[DOCUMENT EXTRACT]:
--- BEGIN ---
Separating the scam into two separate parts, each of which is individually unsuspicious, makes it more effective at tricking the victim than simpler phishing scams.
Anybody could fall for this. It’s not about being smart and savvy; lots of perfectly smart people become victims of this kind of fraud. Certainly, there are things you can do (like learning to tell a legitimate domain name from a probably-fake one and only ever talking to your bank if you were the one who initiated the call), but we’re all vulnerable sometimes. If you were expecting a delivery, and it’s really important, and you’re tired, and you’re distracted, and then a text message comes along pressuring you to pay the fee right now… anybody could make a mistake.
But do you know what: these scammers aren’t even trying that hard. There’s so much that they could be doing so much “better”. I’m going to tell you, off the top of my head, four things that they could do to amplify their effect.
Wait a minute: am I helping criminals by writing this? No, I don’t think so. I believe that these are things that they’ve thought of already. Right now, it’s just not worthwhile for them to pull out all the stops… they can make plenty of money conning people using their current methods: they don’t need to invest the time and energy into doing their shitty job better.
But if there’s one thing we’ve learned it’s that digital security is an arms race. If people stop falling for these scams, the criminals will up their game. And they don’t need me to tell them how.
I’m a big fan of trying to make better attacks. Even just looking at site-spoofing scams I’ve been doing this for a couple of decades. Because if we can collectively get ahead of security threats, we’re better able to defend against them.
--- END ---
Image location labeling entries:
--- BEGIN ---
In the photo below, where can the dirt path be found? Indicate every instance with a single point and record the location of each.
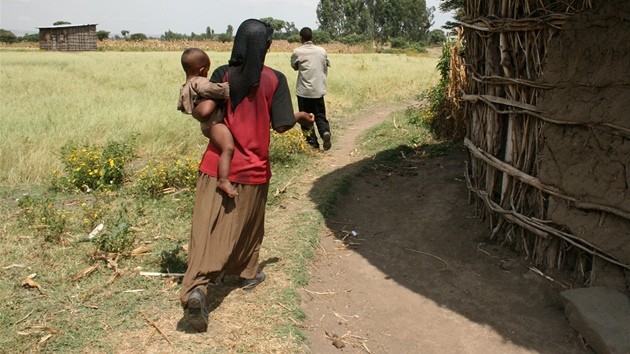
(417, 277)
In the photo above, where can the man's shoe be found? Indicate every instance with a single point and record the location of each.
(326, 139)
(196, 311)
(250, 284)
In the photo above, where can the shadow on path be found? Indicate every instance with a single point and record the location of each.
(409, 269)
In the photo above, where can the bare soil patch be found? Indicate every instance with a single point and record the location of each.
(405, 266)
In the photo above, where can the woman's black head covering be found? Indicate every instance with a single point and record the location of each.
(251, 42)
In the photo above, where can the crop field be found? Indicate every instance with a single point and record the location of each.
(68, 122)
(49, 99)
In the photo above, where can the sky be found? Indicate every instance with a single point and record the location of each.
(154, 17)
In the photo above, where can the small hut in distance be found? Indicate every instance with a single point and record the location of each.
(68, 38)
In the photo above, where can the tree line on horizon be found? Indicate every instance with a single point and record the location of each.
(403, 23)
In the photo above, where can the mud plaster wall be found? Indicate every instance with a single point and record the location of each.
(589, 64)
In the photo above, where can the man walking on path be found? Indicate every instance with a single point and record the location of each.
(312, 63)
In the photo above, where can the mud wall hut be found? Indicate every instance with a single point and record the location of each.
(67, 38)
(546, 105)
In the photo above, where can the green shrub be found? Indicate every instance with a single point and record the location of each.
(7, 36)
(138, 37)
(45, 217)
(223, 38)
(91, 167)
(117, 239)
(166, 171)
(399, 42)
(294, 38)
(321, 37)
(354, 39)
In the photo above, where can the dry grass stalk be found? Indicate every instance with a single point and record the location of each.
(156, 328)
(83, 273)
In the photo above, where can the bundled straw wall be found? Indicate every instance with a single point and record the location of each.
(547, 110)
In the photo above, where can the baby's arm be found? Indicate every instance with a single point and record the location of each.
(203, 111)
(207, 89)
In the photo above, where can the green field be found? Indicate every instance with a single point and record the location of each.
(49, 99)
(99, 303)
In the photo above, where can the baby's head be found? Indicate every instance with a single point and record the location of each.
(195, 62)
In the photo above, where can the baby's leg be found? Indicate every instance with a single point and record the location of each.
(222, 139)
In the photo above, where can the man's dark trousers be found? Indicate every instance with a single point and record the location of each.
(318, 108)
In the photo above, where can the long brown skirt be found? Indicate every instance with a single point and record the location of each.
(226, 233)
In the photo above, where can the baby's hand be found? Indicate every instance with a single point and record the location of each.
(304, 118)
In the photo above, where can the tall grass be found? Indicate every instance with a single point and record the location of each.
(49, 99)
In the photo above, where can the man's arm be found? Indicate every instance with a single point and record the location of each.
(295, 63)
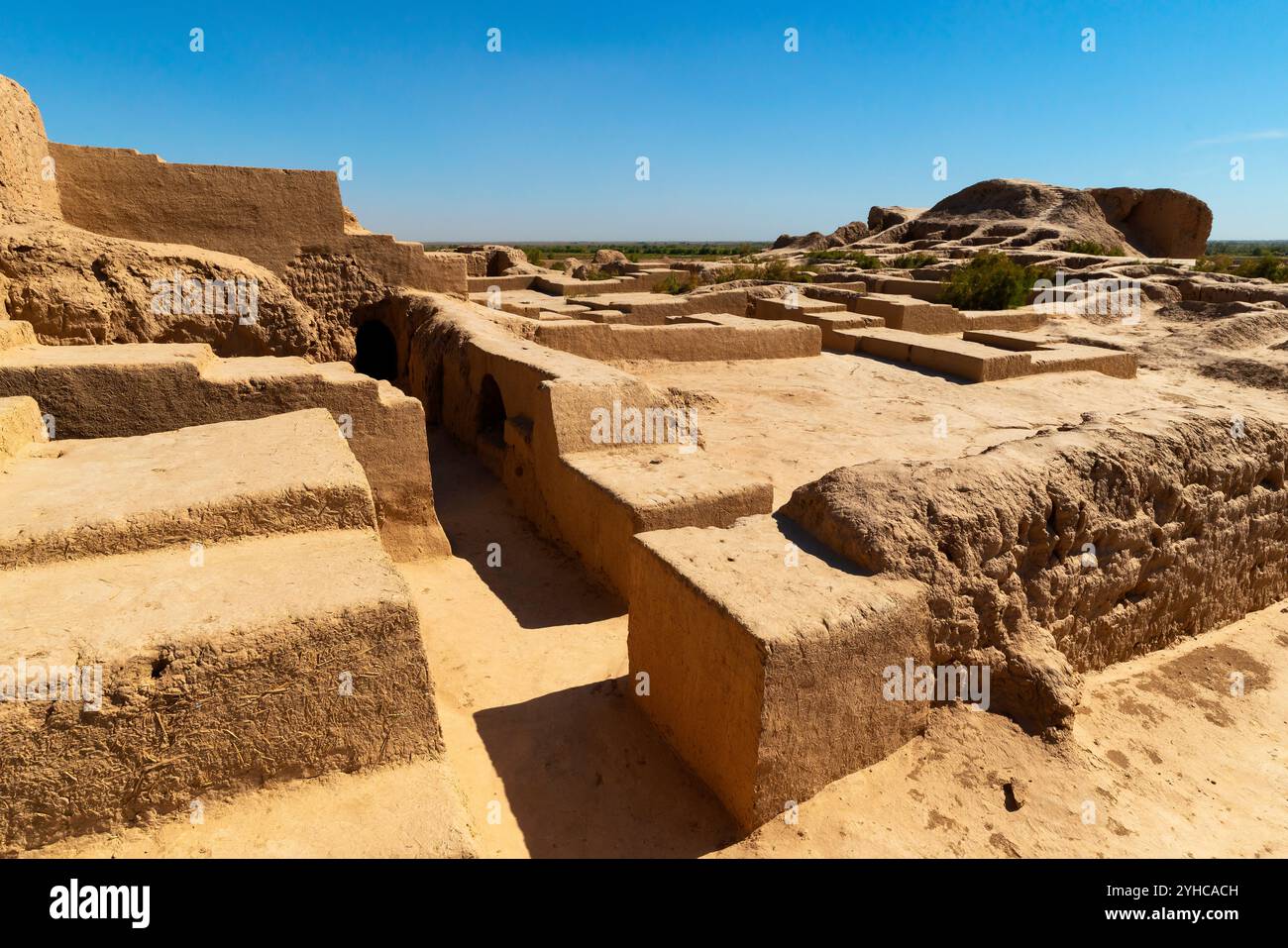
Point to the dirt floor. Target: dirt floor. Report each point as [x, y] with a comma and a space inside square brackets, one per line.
--- END ---
--- BEGIN ---
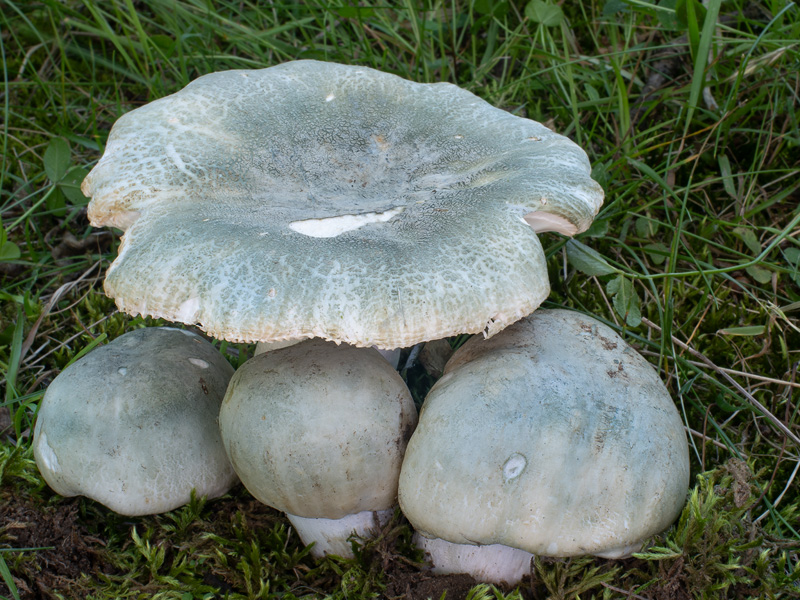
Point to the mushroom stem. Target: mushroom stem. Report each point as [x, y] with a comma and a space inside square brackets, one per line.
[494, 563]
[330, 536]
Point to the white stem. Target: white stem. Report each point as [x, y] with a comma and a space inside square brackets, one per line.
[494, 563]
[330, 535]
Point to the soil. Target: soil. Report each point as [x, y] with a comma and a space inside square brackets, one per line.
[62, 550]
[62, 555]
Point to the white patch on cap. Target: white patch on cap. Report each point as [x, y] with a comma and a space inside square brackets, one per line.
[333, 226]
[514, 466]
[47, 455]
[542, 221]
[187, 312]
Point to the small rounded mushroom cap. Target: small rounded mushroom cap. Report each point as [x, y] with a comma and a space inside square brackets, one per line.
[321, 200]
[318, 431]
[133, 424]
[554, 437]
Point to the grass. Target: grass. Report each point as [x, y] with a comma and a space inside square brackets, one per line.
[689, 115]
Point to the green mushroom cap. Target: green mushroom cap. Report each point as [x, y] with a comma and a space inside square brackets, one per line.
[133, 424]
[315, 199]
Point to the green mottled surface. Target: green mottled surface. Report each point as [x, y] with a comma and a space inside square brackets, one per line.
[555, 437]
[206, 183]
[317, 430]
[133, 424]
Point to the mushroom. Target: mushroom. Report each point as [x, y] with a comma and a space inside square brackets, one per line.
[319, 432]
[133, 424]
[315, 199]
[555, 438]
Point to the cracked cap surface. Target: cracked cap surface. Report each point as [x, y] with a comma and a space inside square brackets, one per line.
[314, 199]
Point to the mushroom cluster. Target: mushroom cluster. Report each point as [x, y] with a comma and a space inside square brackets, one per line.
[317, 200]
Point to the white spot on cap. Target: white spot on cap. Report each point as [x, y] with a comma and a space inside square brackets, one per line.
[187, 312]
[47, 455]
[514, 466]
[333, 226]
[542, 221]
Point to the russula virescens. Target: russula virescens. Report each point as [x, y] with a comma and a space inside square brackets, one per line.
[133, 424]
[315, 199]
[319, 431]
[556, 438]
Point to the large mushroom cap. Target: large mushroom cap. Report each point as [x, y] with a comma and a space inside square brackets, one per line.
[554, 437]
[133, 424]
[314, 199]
--- END ---
--- BEGIN ---
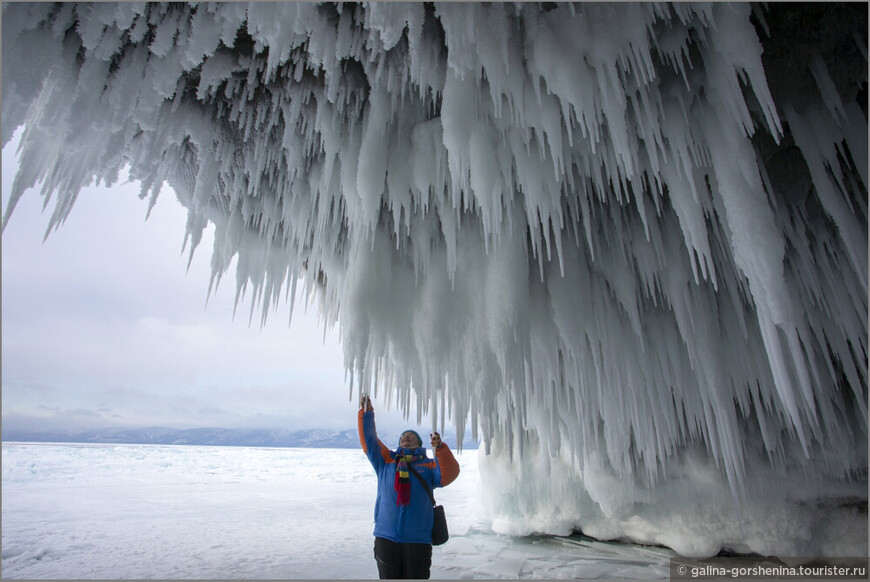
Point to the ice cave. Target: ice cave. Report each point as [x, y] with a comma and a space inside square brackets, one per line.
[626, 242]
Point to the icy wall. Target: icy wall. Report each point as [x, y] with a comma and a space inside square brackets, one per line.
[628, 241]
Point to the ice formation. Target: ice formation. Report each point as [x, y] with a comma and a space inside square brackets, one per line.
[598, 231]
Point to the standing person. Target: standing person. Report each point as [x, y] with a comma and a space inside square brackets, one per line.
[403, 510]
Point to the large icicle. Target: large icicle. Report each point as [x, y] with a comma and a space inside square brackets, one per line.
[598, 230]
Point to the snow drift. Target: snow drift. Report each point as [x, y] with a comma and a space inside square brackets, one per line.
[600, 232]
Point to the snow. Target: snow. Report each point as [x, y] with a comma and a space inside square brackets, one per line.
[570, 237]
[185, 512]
--- END ---
[AIM 1]:
According to the passage on phishing scams, why doesn't the author think that describing ways to improve these scams helps criminals? Please answer in one to three sentences.
[AIM 2]:
Continue the passage on phishing scams from its last sentence.
These rows come from a separate source.

[TASK ANSWER 1]:
The author believes the criminals have already thought of these ideas but don't bother with them because their current methods already make plenty of money. If people stop falling for the scams, the criminals will improve on their own, since they don't need anyone to tell them how.

[TASK ANSWER 2]:
So no: this isn’t about informing criminals – it’s about understanding what they might do next.
I’d like to highlight four ways that this scam could be made more-effective. Again, this isn’t about helping the criminals: it’s about thinking about and planning for what tomorrow’s attacks might look like.
Most of these text messages appear to come from random mobile numbers, which can be an red flag. But it’s distressingly easy to send a text message “from” any other number or even from a short string of text. Imagine how much more-convincing one of these messages would be if it appeared to come from e.g. “Royal Mail” instead?
A further step would be to spoof the message to appear to come from the automated redelivery line of the target courier. Many parcel delivery services have automated lines you can call, provide the code from the card dropped through your door, and arrange redelivery: making the message appear to come from such a number means that any victim who calls it will hear a genuine message from the real company, although they won’t be able to use it because they don’t have a real redelivery card. Plus: any efforts to search for the number online (as is done automatically by scam-detection apps) will likely be confused by the appearance of the legitimate data.
SMS spoofing is getting harder as the underlying industry that supports bulk senders tries to clean up its image, but it’s still easy enough to be a real (yet underexploited) threat.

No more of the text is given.